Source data
────────

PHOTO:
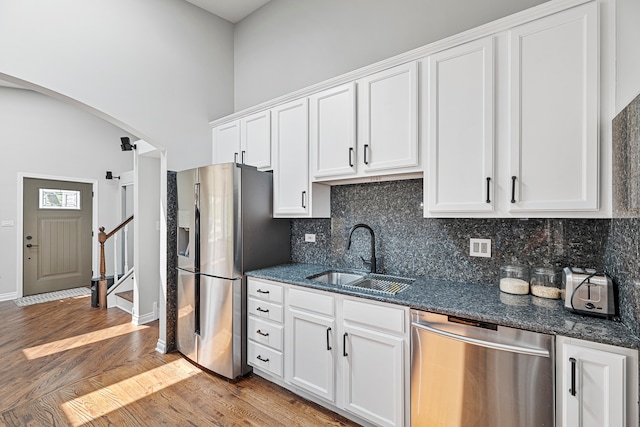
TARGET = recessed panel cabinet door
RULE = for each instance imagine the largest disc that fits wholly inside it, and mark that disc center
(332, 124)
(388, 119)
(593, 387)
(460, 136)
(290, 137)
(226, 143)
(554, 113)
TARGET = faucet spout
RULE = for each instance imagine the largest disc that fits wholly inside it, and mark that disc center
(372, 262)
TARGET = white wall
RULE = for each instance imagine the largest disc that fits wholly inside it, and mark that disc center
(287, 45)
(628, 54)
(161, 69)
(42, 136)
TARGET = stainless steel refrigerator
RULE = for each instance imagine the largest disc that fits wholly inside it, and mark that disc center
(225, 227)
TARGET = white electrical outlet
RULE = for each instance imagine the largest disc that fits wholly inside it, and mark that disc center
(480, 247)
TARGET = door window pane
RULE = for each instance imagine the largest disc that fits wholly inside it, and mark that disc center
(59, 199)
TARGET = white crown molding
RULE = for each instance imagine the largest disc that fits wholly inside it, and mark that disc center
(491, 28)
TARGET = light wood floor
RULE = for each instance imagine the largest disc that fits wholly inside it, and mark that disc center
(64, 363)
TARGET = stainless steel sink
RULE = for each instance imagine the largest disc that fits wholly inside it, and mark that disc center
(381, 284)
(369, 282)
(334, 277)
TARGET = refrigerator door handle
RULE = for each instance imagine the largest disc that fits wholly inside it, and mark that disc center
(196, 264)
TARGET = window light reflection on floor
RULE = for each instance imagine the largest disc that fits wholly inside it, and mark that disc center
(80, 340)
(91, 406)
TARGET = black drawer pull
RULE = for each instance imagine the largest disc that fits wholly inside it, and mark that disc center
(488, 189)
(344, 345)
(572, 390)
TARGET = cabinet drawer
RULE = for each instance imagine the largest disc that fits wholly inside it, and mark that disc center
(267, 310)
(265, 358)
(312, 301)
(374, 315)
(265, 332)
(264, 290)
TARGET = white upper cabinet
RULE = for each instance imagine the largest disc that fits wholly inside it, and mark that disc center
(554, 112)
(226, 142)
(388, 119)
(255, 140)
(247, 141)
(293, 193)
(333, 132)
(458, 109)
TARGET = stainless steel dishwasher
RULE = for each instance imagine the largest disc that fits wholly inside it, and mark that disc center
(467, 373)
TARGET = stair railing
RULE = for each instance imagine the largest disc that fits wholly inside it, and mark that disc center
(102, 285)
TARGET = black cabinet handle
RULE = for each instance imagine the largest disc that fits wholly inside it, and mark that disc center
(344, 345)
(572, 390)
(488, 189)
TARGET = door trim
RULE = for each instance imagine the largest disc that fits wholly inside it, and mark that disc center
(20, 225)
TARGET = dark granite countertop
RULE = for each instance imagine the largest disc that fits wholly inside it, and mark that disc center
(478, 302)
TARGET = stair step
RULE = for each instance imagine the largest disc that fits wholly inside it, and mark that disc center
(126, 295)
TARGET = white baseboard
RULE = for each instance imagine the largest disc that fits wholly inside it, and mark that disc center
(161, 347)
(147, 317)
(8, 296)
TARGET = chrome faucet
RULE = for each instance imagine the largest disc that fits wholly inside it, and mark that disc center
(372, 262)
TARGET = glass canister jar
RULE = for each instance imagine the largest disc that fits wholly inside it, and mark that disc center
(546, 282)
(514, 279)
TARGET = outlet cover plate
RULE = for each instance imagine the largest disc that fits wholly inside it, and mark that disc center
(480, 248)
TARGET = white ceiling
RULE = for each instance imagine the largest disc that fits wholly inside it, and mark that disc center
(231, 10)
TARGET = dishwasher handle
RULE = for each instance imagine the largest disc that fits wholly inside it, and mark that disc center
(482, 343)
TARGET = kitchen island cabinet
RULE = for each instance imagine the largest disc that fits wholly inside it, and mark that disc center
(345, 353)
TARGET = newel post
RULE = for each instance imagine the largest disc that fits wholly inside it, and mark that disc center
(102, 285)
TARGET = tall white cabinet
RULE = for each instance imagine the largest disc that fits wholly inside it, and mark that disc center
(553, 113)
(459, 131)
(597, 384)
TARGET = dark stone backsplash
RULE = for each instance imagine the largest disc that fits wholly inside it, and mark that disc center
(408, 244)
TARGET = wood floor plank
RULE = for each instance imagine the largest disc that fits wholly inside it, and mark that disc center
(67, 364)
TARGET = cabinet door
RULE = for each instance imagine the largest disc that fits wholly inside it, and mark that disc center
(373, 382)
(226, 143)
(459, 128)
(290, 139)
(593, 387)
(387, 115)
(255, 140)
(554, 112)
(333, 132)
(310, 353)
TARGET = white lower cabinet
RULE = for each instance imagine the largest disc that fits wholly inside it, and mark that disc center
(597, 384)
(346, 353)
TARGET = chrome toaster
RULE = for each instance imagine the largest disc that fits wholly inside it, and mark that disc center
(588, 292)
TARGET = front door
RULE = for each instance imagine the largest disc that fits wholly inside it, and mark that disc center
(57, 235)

────────

- **Problem statement**:
Write out the listing above line for line, covering every entry, and leave the pictures out of your answer.

- **The reply**:
PHOTO:
TARGET = recessed panel cabinet door
RULE = for each instance imagine the largest disc that fits wholly inside it, and mark that disc center
(332, 124)
(388, 119)
(593, 387)
(460, 136)
(290, 137)
(226, 143)
(554, 113)
TARGET = faucet spout
RULE = for each instance imagine the largest disc that fits wholly inside it, and mark that disc center
(372, 262)
TARGET = white wall
RULE = for each instance imagine the largest disc that fits wholly inside it, and mark that disc center
(287, 45)
(628, 54)
(161, 69)
(42, 136)
TARGET = stainless steel refrigerator
RULE = for each instance imagine the largest disc that fits wholly inside it, and mark that disc center
(225, 227)
TARGET = white electrical outlet
RULE = for each instance imagine the largest disc that fits wholly inside it, and mark that disc center
(480, 247)
TARGET = door window pane
RULE = for each instance imagine the largest disc that fits wholly inside it, and mark that disc center
(59, 199)
TARGET = white crown molding
RULE = for each instance imagine the largest disc that fits wholly inside it, and mark that disc center
(491, 28)
TARGET = light wood floor
RULE = for each instance imagine the largest disc that fits wholly inside it, and mark that disc center
(64, 363)
TARGET = stainless steel sink
RULE = for each instance imagine the largest disc that fits wholly inside it, and mark that disc center
(381, 284)
(369, 282)
(334, 277)
TARGET = refrigerator door handle
RULE = for each instance imagine the largest disc that fits wholly inside it, and mark that disc center
(196, 264)
TARGET = window light reflection on floor
RULE = for each instance imagine the largest disc that fits wholly inside it, and mark that disc center
(80, 340)
(91, 406)
TARGET = black drawer pull
RULE = for each instance imagine the largest disc that fits wholly inside it, and mark that disc center
(488, 189)
(344, 345)
(572, 390)
TARGET = cabinet drawer
RULE = for each instance imagine the largest disc that fits wholly inside it, and mark that disc center
(267, 310)
(265, 358)
(312, 301)
(374, 315)
(265, 332)
(264, 290)
TARGET = white upper cabinet
RULE = for each instance imagine the largest disc that fits wholly inside it, and mark that disc center
(554, 112)
(226, 142)
(388, 119)
(255, 140)
(247, 141)
(293, 193)
(333, 132)
(458, 109)
TARGET = stainless steel dishwasher
RULE = for each instance imagine the largest disc that fits wholly inside it, and mark that disc center
(467, 373)
TARGET = stair railing
RULE = for each instance imagine the largest disc that fits wholly inside it, and mark that disc center
(102, 285)
TARGET = black cabinet handle
RULE = for each instance imagine the largest disc that fits wholly inside it, and mark that disc center
(344, 345)
(572, 390)
(488, 189)
TARGET = door trim
RULE = for each instance imagine the largest disc that fits wholly inside it, and mark that disc center
(20, 225)
TARGET = dark granite countertop
RULE = for each instance imagine the largest disc that fits wholly inside it, and mark that disc center
(478, 302)
TARGET = stair step
RULE = for each instance imagine the largest disc that fits wholly inside it, and mark that disc center
(126, 295)
TARGET = white baseboard
RULE = for each instance imagine the largest disc that fits wholly inside it, and mark that disc center
(161, 347)
(147, 317)
(8, 296)
TARGET = chrome faucet
RULE = for each instance imagine the largest disc that fits wholly inside it, and mark that disc center
(372, 262)
TARGET = glass canister jar
RULE = for each instance imagine the largest disc that fits wholly inside it, and mark that disc center
(546, 282)
(514, 279)
TARGET = outlet cover plate
RULE = for each instance imagine the largest disc that fits wholly inside it, and mark that disc center
(480, 248)
TARGET = white ceiling
RULE = for each instance imagine the largest disc that fits wholly inside it, and mark that disc center
(231, 10)
TARGET = dishwasher handle
RULE = for each instance imagine the largest disc that fits wholly inside it, and mark that disc center
(482, 343)
TARGET = kitchen island cabinet
RULE = for each instance imagine the largest disc that fits wholly inside it, and mark that disc center
(345, 353)
TARGET = newel post
RULE = for each instance imagine the largest disc that fits wholly inside it, and mark that disc center
(102, 285)
TARGET = tall white cabinet
RULE = for each instance imagine the largest disc that fits wholly inside it, and mark that disc center
(553, 113)
(459, 131)
(597, 384)
TARGET = dark stone backsplash
RULE = for each instance imagine the largest disc that fits wholly inside it, and mark that disc center
(408, 244)
TARGET = wood floor plank
RULE = for each instance imagine the largest disc that fits wholly inside it, and mark that disc center
(67, 364)
TARGET = cabinet door
RULE = for each instance imagine the largest disc that fits wholly inside it, and mark that disc center
(373, 382)
(226, 143)
(459, 128)
(290, 139)
(593, 387)
(387, 115)
(255, 140)
(554, 112)
(333, 132)
(310, 353)
TARGET = white lower cabinet
RULE = for each instance imagine the largest disc that fits wholly inside it, and mark that disc center
(597, 384)
(346, 353)
TARGET = chrome toaster
RULE = for each instance imagine the largest disc that fits wholly inside it, and mark that disc center
(588, 292)
TARGET = front door
RULE = for each instance imagine the largest disc that fits wholly inside it, and mark that disc center
(57, 235)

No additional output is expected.